* _Activity_:
Exact copies of all entries are needed. Pictures are to be left out.
═══ Dataset records
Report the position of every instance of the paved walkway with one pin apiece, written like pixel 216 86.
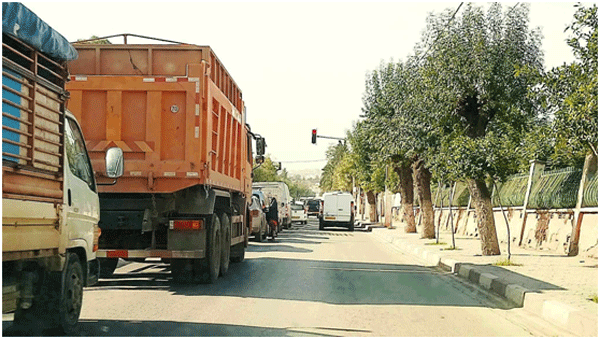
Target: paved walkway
pixel 553 286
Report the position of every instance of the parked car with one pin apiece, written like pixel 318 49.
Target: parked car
pixel 299 213
pixel 313 207
pixel 338 210
pixel 258 219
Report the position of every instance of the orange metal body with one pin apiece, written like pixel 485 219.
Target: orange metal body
pixel 173 109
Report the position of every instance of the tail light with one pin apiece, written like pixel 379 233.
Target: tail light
pixel 97 233
pixel 186 225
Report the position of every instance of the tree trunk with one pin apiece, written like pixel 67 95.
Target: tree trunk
pixel 407 194
pixel 422 177
pixel 372 206
pixel 482 201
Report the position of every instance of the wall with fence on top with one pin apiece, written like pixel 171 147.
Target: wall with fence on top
pixel 541 207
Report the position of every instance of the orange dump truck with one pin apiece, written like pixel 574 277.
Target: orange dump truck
pixel 180 119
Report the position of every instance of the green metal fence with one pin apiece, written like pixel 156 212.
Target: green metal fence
pixel 590 192
pixel 553 190
pixel 556 189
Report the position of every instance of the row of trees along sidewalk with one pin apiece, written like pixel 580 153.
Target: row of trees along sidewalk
pixel 473 104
══════
* _Response below_:
Report the position of every instance of the paved walkway with one pin apiece, written like pixel 216 86.
Target: paved walkway
pixel 553 286
Report the position of every instance of the parked car with one pin apiece, written like pixel 318 49.
Target: parked car
pixel 299 213
pixel 313 207
pixel 338 210
pixel 258 219
Report the position of every instance of the orange metal body with one pin apiece, written like pixel 485 219.
Target: orange metal body
pixel 173 109
Report the position of every instance of the tail light with one pin apiece, written like pixel 379 233.
Target: tail light
pixel 97 233
pixel 186 225
Report the position of every instance of the tree trunk with one pin apiece, written like pixel 67 95.
Target: tree trunk
pixel 407 194
pixel 422 177
pixel 372 206
pixel 482 201
Report the position of every instance of the wall with fence on top with one pin apiece, written like pixel 171 147.
Target: wall with fence on top
pixel 541 207
Report the position of every instance of the orange dump truck with one pin apiece, written like pixel 574 277.
Target: orange dump truck
pixel 180 119
Report the position of every instance of the green metal fence with one pin apiece, written like pixel 156 212.
Target: green metal fence
pixel 590 192
pixel 553 190
pixel 556 189
Report the position of every instance of the row of trees along sidewalk with one pin apiece, written like pixel 580 153.
Target: row of trees along sidewalk
pixel 473 104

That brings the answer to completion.